* [Task directions] Transcribe the lines below exactly, beginning with the line that holds "Verify that every instance of the rope in" and ending with the final line, both included. Pictures are to be left out.

* [Provided information]
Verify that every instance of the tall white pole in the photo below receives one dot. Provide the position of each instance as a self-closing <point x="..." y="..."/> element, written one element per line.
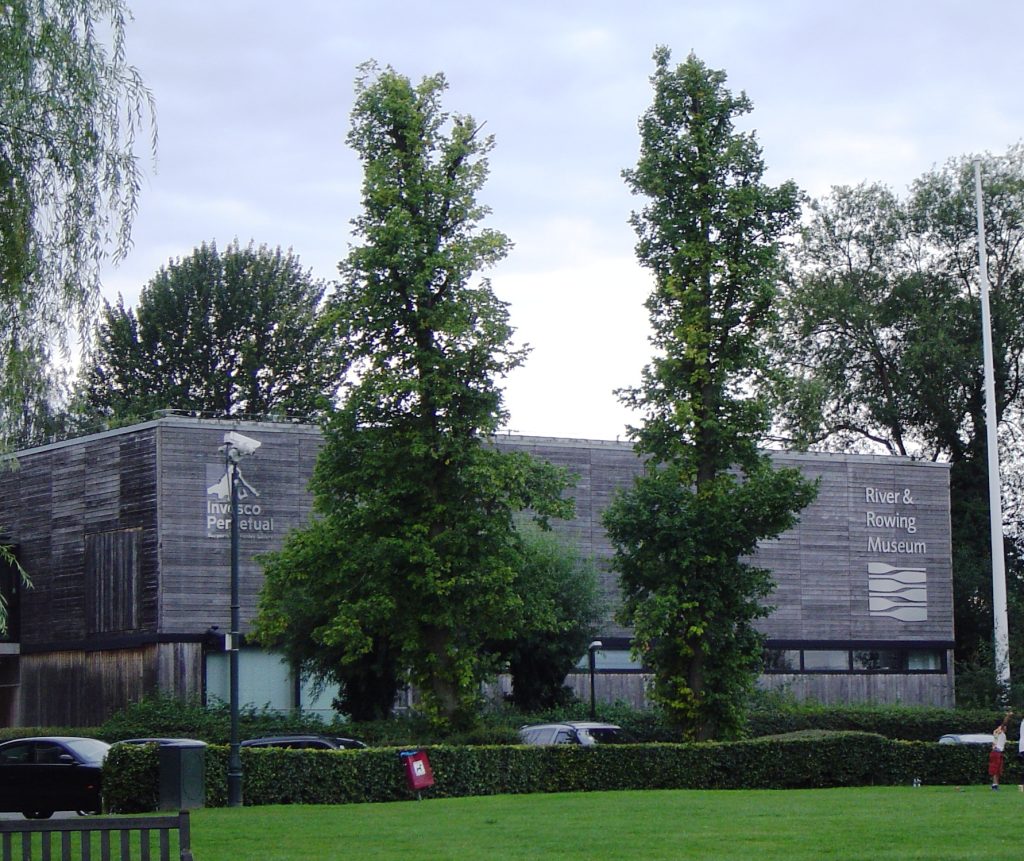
<point x="999" y="620"/>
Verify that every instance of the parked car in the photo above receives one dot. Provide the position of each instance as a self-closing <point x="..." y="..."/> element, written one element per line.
<point x="967" y="738"/>
<point x="44" y="774"/>
<point x="305" y="742"/>
<point x="586" y="733"/>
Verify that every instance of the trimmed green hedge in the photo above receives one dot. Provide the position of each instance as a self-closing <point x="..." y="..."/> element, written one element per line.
<point x="909" y="723"/>
<point x="801" y="761"/>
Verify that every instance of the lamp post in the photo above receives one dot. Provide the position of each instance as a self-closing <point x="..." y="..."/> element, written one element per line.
<point x="236" y="445"/>
<point x="591" y="653"/>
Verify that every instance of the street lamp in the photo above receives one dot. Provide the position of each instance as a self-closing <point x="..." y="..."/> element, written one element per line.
<point x="236" y="446"/>
<point x="591" y="651"/>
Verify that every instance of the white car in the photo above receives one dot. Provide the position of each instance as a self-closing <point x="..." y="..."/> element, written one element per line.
<point x="967" y="738"/>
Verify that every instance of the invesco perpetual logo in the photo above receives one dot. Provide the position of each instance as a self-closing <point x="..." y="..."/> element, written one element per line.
<point x="254" y="517"/>
<point x="898" y="592"/>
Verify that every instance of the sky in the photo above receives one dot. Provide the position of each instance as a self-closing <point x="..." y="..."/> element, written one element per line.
<point x="253" y="102"/>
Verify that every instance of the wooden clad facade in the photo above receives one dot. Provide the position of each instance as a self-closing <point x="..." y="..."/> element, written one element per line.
<point x="126" y="537"/>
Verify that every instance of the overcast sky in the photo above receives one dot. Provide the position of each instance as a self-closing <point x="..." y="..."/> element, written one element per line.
<point x="253" y="102"/>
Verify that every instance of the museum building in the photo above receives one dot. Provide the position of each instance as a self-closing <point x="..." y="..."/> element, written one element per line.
<point x="125" y="535"/>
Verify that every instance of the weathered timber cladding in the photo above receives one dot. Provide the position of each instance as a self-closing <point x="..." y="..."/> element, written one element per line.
<point x="53" y="500"/>
<point x="126" y="537"/>
<point x="83" y="688"/>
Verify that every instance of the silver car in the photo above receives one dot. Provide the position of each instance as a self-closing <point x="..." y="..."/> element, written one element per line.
<point x="586" y="733"/>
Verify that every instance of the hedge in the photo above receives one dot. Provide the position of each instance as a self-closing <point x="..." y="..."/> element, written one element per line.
<point x="806" y="760"/>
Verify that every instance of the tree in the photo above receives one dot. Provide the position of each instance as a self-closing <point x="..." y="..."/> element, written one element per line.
<point x="711" y="233"/>
<point x="560" y="609"/>
<point x="297" y="609"/>
<point x="70" y="110"/>
<point x="232" y="333"/>
<point x="408" y="482"/>
<point x="883" y="339"/>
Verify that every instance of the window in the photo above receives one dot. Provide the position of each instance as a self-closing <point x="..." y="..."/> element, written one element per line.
<point x="781" y="660"/>
<point x="924" y="660"/>
<point x="15" y="754"/>
<point x="891" y="659"/>
<point x="826" y="659"/>
<point x="857" y="658"/>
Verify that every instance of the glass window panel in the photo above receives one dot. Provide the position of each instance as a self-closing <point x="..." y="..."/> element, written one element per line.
<point x="835" y="659"/>
<point x="924" y="659"/>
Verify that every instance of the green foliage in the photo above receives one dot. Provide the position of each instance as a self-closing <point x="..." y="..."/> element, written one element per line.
<point x="167" y="716"/>
<point x="131" y="779"/>
<point x="904" y="723"/>
<point x="711" y="232"/>
<point x="412" y="563"/>
<point x="70" y="110"/>
<point x="561" y="606"/>
<point x="882" y="339"/>
<point x="807" y="760"/>
<point x="231" y="333"/>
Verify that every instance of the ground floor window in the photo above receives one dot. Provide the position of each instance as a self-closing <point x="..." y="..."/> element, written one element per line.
<point x="855" y="657"/>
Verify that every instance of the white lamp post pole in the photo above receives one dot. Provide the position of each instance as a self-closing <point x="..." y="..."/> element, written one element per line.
<point x="999" y="621"/>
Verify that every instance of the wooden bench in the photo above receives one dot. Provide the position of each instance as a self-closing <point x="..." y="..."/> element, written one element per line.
<point x="115" y="838"/>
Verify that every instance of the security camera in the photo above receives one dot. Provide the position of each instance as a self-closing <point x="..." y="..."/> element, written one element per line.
<point x="242" y="444"/>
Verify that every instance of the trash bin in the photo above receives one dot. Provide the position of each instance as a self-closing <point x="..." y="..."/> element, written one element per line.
<point x="418" y="772"/>
<point x="182" y="775"/>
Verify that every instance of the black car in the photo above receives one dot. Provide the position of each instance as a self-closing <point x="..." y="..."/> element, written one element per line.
<point x="41" y="775"/>
<point x="305" y="742"/>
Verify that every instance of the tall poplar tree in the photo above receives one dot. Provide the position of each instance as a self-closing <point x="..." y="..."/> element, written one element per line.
<point x="711" y="233"/>
<point x="419" y="551"/>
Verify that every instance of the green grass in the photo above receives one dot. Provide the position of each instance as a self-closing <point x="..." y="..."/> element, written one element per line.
<point x="934" y="823"/>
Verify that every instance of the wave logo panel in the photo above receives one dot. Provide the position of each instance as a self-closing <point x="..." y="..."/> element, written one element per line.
<point x="897" y="592"/>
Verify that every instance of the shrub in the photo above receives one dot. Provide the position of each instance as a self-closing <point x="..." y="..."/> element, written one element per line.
<point x="806" y="760"/>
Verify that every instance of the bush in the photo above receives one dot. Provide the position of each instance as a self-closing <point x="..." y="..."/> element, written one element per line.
<point x="805" y="760"/>
<point x="167" y="716"/>
<point x="908" y="723"/>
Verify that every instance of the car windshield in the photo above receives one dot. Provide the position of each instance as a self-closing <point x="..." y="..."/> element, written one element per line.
<point x="89" y="749"/>
<point x="603" y="735"/>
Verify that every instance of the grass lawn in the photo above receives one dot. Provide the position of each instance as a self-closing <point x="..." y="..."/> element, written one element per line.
<point x="931" y="822"/>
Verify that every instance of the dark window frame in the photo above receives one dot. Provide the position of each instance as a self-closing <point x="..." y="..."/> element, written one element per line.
<point x="903" y="650"/>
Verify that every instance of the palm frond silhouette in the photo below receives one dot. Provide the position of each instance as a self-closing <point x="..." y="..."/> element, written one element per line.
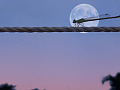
<point x="114" y="81"/>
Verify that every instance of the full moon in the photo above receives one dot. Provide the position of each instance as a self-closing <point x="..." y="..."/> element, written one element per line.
<point x="84" y="11"/>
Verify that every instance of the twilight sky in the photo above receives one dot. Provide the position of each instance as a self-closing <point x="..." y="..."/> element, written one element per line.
<point x="56" y="61"/>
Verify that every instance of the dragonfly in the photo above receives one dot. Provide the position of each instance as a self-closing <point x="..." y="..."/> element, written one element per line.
<point x="80" y="22"/>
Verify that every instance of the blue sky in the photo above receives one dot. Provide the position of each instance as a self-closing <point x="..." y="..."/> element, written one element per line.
<point x="52" y="12"/>
<point x="56" y="61"/>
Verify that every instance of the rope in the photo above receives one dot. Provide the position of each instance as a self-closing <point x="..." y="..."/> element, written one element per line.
<point x="59" y="29"/>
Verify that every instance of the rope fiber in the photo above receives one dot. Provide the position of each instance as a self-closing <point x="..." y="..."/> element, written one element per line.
<point x="59" y="29"/>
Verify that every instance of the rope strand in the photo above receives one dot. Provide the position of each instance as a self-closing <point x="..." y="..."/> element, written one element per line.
<point x="59" y="29"/>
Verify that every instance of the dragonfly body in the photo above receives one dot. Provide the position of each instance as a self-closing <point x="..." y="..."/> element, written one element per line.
<point x="80" y="22"/>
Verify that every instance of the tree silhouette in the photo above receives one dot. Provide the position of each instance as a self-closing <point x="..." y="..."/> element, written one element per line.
<point x="114" y="81"/>
<point x="6" y="86"/>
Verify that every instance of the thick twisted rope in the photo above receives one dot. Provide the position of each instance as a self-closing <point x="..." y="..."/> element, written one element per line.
<point x="59" y="29"/>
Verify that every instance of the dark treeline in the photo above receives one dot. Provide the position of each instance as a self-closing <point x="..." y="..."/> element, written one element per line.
<point x="114" y="82"/>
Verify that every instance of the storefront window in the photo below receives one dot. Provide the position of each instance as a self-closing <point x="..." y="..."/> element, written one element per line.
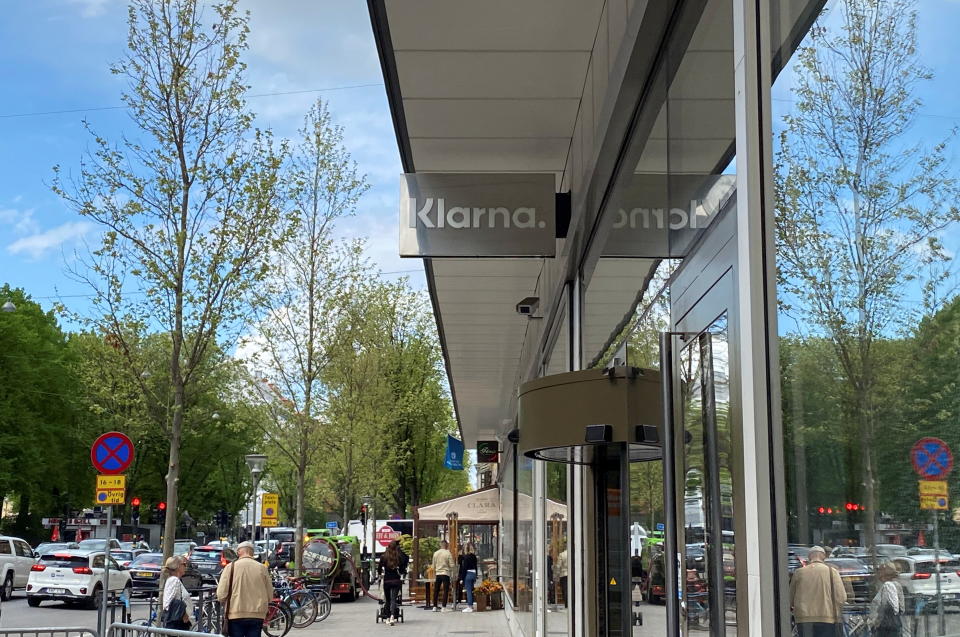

* [Response box]
Verify that every instance of the rope in the photo above receives one dot. Provide the position of each instance as a self-closing <point x="..." y="..."/> element, written one element per line.
<point x="59" y="29"/>
Verify that every instance of the rope fiber in the photo above receives one dot. Provide the position of each instance as a self-closing <point x="..." y="..."/> element, written one element per line.
<point x="59" y="29"/>
Verify that every instance of the rope strand in the photo above receives one dot. Provide the position of each instance as a self-closing <point x="..." y="..."/> element, written one element per line.
<point x="59" y="29"/>
Verify that every instance of the dragonfly body in the photo above receives one dot. Provide the position of each instance as a self-closing <point x="..." y="..."/> element, written one element per line.
<point x="80" y="22"/>
Verify that every instance of the tree silhouette in the photo above receives one dot. Provide the position of each instance as a self-closing <point x="..." y="..."/> element, written one element per line.
<point x="114" y="81"/>
<point x="6" y="86"/>
Verify that every instance of the thick twisted rope in the photo above receives one dot. Provide the position of each instance as a self-closing <point x="..." y="..."/> element, written one element per line.
<point x="59" y="29"/>
Verify that every instance of the dark treeline in the photo above receives one dot. Provide the position of each instance as a self-closing <point x="..." y="..."/> element, written one element per line.
<point x="114" y="82"/>
Verify that every instance of the storefront window in the photo below receives one dot. Provide the position of each instance as a self-closing <point x="..." y="..."/> element, written one element per line.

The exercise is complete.